● **What this task involves**: Please answer from the Eva Buzo text: how long did her English Channel crossing take?

Eva Buzo

Personal information
- Nationality: Australian
- Born: 1986 (age 39–40)
- Relatives: Alex Buzo (uncle), Zihni Buzo (grandfather)

Sport
- Sport: Swimming

= Eva Buzo =

Australian marathon swimmer

Eva Buzo (born 1986) is an Australian marathon swimmer and human rights barrister. She is the first woman to complete the Strait of Otranto swim, holds the record for earliest English Channel crossing in the season by a woman, and is the first person to complete a swim between Juanchaco and Buenaventura in Colombia. Her human rights work focuses on international criminal law and conflict situations. She was the lawyer of slain Rohingya activist Mohib Ullah. She is the granddaughter of Australian Albanian civil engineer Zihni Buzo (1912-2006) and niece of Australian writer Alex Buzo (1944-2006).

== Marathon swimming ==

After swimming competitively as a child, Buzo took up marathon swimming in 2020 during the COVID-19 pandemic in Australia. Her first recorded marathon swim was a two-day, 77-km Derwent River swim in Tasmania, Australia on 24 and 25 March 2022.

=== Notable swims ===

Buzo has completed three swims which are recognised as "firsts":

==== Strait of Otranto ====

After her first attempt in June 2023 was unsuccessful, Buzo swam 92 kilometres (ratified by the Marathon Swimmers Federation as 77.2km point-to-point) from Lecce, Italy to Vlorë, Albania on 17-19 August 2024 in 34 hours and 52 minutes. She is recognised as the first woman to complete the crossing. She chose the swim to pay tribute to the 50 Albanians who died in March 1997 trying to cross from Albania to Italy and to honour her Albanian Australian grandfather, Zihni Buzo (1912-2006).

==== English Channel ====

Buzo departed Shakespeare Beach, Dover at 23:15 on 5 June 2024, completing the crossing in 10 hours and 49 minutes. The water temperature during the swim was 13 degrees Celsius. She currently holds the record for the earliest Channel crossing in the season by a woman.

Data entries:
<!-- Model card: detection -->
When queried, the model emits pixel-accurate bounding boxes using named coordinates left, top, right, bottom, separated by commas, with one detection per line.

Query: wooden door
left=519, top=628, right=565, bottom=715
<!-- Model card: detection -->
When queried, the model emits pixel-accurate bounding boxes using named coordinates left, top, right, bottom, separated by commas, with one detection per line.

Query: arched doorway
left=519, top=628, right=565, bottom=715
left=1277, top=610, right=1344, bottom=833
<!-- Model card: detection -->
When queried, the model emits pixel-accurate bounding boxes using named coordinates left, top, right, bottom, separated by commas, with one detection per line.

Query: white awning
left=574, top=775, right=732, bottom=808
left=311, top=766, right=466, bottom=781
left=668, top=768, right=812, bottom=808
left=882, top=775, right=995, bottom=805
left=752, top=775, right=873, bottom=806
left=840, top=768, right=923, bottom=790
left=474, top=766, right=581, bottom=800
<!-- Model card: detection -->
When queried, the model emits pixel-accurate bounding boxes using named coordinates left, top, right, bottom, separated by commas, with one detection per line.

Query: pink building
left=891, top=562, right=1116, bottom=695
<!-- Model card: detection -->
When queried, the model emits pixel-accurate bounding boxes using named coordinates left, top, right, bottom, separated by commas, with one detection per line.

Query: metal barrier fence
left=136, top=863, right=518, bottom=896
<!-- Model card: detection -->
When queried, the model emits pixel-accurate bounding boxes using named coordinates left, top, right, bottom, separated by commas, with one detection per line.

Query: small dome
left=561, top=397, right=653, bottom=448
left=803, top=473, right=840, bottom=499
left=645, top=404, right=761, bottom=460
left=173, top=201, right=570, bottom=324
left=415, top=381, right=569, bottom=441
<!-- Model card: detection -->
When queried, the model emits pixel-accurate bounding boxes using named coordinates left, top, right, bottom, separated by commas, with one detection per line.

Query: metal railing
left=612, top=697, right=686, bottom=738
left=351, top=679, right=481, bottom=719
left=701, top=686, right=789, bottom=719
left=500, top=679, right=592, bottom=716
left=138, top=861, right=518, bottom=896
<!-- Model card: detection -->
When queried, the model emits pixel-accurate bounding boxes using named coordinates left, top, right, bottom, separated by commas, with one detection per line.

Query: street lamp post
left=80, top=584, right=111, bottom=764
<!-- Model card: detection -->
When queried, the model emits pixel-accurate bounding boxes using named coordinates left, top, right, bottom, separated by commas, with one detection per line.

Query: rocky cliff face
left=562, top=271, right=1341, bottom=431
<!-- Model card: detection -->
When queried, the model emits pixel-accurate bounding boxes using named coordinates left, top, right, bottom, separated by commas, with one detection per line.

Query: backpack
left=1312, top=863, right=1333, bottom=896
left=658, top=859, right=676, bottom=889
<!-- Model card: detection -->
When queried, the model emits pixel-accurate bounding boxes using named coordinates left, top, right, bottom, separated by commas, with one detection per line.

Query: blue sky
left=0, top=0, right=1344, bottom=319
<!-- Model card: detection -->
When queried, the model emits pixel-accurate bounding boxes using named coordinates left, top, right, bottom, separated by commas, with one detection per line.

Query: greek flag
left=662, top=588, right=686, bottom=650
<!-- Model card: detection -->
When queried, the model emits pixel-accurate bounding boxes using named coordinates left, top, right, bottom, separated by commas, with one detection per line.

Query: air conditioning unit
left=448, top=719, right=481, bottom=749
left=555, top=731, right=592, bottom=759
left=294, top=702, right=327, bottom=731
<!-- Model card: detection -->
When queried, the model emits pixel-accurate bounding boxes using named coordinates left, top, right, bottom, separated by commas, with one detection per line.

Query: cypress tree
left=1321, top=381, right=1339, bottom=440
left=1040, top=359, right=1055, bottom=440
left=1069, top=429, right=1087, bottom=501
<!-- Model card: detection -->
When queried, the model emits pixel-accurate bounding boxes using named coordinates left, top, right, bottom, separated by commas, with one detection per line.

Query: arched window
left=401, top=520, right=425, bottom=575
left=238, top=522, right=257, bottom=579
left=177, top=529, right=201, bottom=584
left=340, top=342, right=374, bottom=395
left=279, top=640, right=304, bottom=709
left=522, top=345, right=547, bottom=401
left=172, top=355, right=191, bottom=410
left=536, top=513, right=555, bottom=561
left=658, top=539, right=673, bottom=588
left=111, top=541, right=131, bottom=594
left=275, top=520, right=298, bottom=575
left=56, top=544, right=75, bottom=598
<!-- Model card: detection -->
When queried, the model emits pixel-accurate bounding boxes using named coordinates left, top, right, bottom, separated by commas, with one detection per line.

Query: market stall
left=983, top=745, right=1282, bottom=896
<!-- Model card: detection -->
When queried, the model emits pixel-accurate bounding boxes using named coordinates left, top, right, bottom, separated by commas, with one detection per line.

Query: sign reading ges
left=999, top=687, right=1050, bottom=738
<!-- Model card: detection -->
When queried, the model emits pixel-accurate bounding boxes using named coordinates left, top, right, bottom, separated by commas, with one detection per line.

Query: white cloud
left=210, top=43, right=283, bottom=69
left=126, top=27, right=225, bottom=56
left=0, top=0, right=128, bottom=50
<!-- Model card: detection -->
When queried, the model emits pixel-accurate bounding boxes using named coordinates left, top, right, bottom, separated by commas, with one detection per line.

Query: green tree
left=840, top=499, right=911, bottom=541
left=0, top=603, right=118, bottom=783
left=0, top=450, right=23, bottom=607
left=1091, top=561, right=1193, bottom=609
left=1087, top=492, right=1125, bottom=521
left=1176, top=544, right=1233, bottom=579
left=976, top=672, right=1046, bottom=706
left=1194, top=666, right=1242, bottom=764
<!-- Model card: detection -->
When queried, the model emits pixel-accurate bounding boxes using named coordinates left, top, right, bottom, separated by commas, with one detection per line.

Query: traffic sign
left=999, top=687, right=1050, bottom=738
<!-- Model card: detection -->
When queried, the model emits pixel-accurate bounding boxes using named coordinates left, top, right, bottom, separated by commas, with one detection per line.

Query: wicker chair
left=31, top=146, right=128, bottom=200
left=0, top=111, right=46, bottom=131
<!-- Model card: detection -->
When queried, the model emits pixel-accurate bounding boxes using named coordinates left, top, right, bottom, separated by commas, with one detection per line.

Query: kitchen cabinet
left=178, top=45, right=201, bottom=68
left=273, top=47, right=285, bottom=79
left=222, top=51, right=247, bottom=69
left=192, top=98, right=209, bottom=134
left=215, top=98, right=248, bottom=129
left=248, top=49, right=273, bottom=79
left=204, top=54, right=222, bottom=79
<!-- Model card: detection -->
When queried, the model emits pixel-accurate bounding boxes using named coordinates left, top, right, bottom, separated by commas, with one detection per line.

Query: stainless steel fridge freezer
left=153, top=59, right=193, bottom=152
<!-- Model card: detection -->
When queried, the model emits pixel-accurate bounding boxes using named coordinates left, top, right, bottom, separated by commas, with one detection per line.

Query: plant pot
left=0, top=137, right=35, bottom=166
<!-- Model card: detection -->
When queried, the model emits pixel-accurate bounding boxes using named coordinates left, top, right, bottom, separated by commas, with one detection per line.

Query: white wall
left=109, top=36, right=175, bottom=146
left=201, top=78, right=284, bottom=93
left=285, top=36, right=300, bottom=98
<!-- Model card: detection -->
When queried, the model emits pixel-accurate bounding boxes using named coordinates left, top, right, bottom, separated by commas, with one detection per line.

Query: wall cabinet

● **Expected answer**: 10 hours and 49 minutes.